>> START EXCERPT PROVIDED
Modern man is schizophrenic...[edit]

Modern man is schizophrenic. He involves himself in circular reasoning which begins with a fundamental premise of faith. If he were always true to his premise, he would have to, as many of the philosophers are doing, admit that he can know nothing. We must push them to their premises. They in a sense have spelled the matter for us very clearly. Camus is right, there are two worlds, the world of grace and the world of rebellion. Take your choice. Push men to taking their choice. Are there any questions now? Yes?

[Audience member] {?}

[Rushdoony] Buswell, yes.

[Audience member] {?}

[Rushdoony] Oh yes, Buswell is ostensibly a Reformed, uh, thinker who taught at Covenant Seminary, the Reformed Presbyterian Church, originally Bible Presbyterian, who believes that time is really ultimate, and time is the source of possibility, and that God is in the world of time, so that, uh, he does not distinguish between eternity, which is above and beyond time and where God is, and the world of time. Now, for us as Christians, God is the source of all possibility. There are no possibilities outside of God; no possibilities, no potentialities except what is in God and what God has created. But for Buswell, there’s a separate domain of possibility; time. And God is implicitly subjected to it. Yes?

[Audience member] I think what Buswell says is that time arises out of His very nature. I don’t think he says that time is a separate realm.

[Rushdoony] Yes.

[Audience member] He says that this is something like {?}

[Rushdoony] Yes, you’re right, except that he then transfers possibility to time. And when you transfer possibility to time, time becomes ultimate.

[Audience member] How?

[Rushdoony] Because the world of possibility is not time, time is not the source of possibility, this is the evolutionary perspective, for the evolutionist, all miracles we can believe in about everything in creation are possible granted enough time. Time works all miracles. It brings about spontaneous generation; it brings something from nothing; originally nothing in the universe and out of that nothing came the first atom and out of that first atom came all possibilities of the universe. Given enough time, says the evolutionist, all things are possible because time is the source of possibility. And time gives birth to gods and to man, to everything. Now, once time is made the area of possibility rather than God, you have Buswell’s problem. Because for him now, sovereignty has been transferred from God to time and in a sense, his god has abdicated. [00:55:54]

[Audience member] But I don’t think that this logic...[edit]

[Audience member] But I don’t think that this logic is false, he’s saying that God is before time and time arises out of His very nature, I don’t think anything {?}

[Rushdoony] Time doesn’t…

[Audience member] Time itself is the source of all possibility {?} Time arising out of God’s will.
>> END EXCERPT PROVIDED
### REQUIRED ACTIONS
(a) Rewrite the records from their first line through the line holding "226 85 L 232", inclusive, with "quickstart" changed to "tutorial" and all else unchanged.
(b) Extend the transcript of the discussion about Buswell, time and possibility, starting after its last line.
The records have nothing to do with the text.
>> START RECORDS SHOWN
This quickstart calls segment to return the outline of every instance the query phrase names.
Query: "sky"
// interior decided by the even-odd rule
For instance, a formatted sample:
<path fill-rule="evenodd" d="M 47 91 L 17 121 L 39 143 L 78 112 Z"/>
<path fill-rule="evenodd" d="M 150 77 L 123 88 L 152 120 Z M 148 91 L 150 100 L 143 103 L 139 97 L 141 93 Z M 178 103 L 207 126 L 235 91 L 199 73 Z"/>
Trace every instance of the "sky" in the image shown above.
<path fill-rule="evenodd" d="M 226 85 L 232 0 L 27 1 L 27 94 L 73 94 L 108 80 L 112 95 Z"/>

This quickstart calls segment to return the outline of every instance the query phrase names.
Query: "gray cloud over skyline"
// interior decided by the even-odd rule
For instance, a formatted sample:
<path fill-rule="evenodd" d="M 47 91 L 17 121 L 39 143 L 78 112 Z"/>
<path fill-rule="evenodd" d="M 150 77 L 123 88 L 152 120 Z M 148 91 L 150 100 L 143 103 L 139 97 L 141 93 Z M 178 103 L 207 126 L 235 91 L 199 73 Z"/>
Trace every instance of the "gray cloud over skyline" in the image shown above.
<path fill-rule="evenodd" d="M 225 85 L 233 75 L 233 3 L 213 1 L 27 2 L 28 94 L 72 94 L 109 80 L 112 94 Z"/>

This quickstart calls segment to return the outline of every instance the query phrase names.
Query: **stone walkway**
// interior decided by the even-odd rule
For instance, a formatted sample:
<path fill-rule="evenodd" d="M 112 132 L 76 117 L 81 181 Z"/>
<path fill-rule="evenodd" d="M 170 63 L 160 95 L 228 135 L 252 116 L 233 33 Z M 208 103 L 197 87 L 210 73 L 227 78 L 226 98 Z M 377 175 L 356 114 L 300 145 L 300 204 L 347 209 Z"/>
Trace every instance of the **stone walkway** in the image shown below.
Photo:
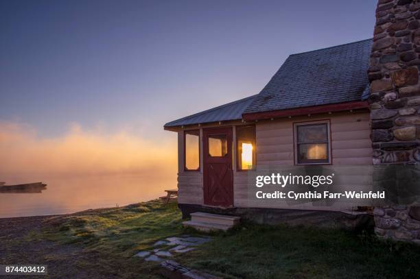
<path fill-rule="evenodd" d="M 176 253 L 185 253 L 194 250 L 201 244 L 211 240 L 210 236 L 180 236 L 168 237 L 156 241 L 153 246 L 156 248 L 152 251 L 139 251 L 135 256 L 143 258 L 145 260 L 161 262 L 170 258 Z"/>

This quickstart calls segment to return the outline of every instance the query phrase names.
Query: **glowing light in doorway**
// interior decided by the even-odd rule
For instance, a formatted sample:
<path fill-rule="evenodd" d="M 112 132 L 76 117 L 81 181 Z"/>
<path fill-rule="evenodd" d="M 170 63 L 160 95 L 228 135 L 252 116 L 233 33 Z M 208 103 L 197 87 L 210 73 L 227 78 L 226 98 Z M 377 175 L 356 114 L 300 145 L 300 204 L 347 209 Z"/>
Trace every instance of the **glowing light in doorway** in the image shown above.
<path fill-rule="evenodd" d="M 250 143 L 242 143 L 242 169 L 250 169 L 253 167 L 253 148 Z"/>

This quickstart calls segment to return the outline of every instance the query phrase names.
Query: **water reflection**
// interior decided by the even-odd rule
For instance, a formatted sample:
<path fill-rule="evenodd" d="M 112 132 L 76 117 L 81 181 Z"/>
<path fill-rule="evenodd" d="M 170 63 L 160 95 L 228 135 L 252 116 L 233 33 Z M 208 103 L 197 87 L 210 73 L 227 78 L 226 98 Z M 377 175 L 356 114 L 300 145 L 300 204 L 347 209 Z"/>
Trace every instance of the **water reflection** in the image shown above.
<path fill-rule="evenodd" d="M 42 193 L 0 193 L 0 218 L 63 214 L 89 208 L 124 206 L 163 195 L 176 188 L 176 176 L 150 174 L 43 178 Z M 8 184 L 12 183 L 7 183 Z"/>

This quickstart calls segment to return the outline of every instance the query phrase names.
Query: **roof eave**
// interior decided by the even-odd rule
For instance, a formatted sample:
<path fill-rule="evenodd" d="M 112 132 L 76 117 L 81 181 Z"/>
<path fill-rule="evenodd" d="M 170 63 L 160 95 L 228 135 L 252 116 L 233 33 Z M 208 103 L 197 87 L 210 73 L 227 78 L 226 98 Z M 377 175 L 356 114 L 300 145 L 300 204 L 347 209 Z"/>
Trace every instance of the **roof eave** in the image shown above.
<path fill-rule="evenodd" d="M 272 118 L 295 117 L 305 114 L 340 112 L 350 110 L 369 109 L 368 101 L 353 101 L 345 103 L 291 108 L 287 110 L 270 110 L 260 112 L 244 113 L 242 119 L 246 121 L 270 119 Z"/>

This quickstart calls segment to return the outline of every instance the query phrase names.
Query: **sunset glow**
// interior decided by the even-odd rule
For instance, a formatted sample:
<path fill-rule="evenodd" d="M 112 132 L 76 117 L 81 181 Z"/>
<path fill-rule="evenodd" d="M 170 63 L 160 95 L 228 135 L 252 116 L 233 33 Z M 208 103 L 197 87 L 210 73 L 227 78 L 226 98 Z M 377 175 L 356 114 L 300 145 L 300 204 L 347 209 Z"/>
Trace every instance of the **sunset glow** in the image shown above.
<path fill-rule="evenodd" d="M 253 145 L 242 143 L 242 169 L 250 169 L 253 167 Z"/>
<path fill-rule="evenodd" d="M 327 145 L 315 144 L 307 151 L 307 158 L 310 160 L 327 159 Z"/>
>> END RECORDS SHOWN
### RESPONSE LIST
(a)
This tutorial calls segment to return the outline of every instance the query phrase names.
Query: "sky"
// interior decided by the even-odd rule
For instance, a formatted sample:
<path fill-rule="evenodd" d="M 47 91 L 17 121 L 39 143 L 78 112 Z"/>
<path fill-rule="evenodd" d="M 150 77 L 123 88 L 152 120 Z M 148 91 L 150 100 L 143 103 L 139 97 L 141 93 Z M 178 103 L 207 126 L 235 91 L 199 73 Z"/>
Trace every instance of the "sky" in the image shown above.
<path fill-rule="evenodd" d="M 226 85 L 232 0 L 27 1 L 27 94 L 73 94 L 108 80 L 112 95 Z"/>

(b)
[Rushdoony] Well you see, we cannot believe that time is the source of all possibilities, for the simple reason that if we believe in predestination, time is not possibility, the very hairs of our head are all numbered. Not a sparrow falls but your Father in heaven knows it. Where is the possibility in that, you see? The possibilities are in God, and all these things work out in terms of His eternal decree, and time is absolutely and totally a part of His eternal decree, not an area of possibility.

[Audience member] It seems like you could also {?}

[Rushdoony] Oh no, no no, time is not non-existent, time is the area of sequence, of maturation, of development.

[Audience member] But I still don’t see that you’ve solved the problem. I mean, it seems to me that God is in control, He’s in control of time, but time arises, is co-existent with eternity past {?}. But there does have to be a separate realm, and that, you know, that He can still be in control of everything. I don’t see that you can…

[Rushdoony] Well if He is in control of everything, and I agree with you, then time is not the area of possibility, but God is the source of all possibility.

[Audience member] But that doesn’t mean that He doesn’t have His own time, I mean {?}.

[Rushdoony] Well, no, God is beyond sequence. [00:57:48]

[Audience member] Uh, what’s that mean?...[edit]

[Audience member] Uh, what’s that mean?

[Rushdoony] Well of course, that was the point that Calvin said, we cannot, the mind of man cannot go beyond a certain point.

[Audience member] He was like {?}

[Rushdoony] Yes, like what?

[Audience member] Kant

[Rushdoony] No, Kant doesn’t say that.

[Audience member] Yes, he does.

[Rushdoony] No, what Kant says is what Barth says, that God is totally hidden and totally revealed. Which means God is beyond everything because He can be totally hidden, He is not the creator of all things who is revealed in all things, and therefore He can be beyond everything in this sense, in that He can hide Himself completely.

[Audience member] But He’s the Pneuma {?}

[Rushdoony] Well, uh, the bell has rung, if some of you want to stay for a few minutes, uh, fine, but let’s give those who want to leave an opportunity to leave. {?} [00:58:54]

[Audience member] Are you ...[edit]

[Audience member] Are you {?} the same principle as Calvin, there’s a certain point beyond which cannot go. As {?} said, God is in time. I mean, shouldn’t we…

[Rushdoony] No

[Audience member] {?}

[Rushdoony] No, because God Himself tells us, I am the Lord, I change not. Now time is the area of change.

[Audience member] Does that say God cannot move, that, how do you explain the experience {?} in time and in space.

[Rushdoony] Oh yes, that’s different. God as the creator acts in time, He totally controls time. So time is part of His activity. But it’s different from God being a part of the world of time.

[Audience member] How can you talk about time? I mean what does activity mean? {?}

[Rushdoony] Yes. True. Yes but you see there’s a difference between saying God is within time and God acts in time and He’s in eternity.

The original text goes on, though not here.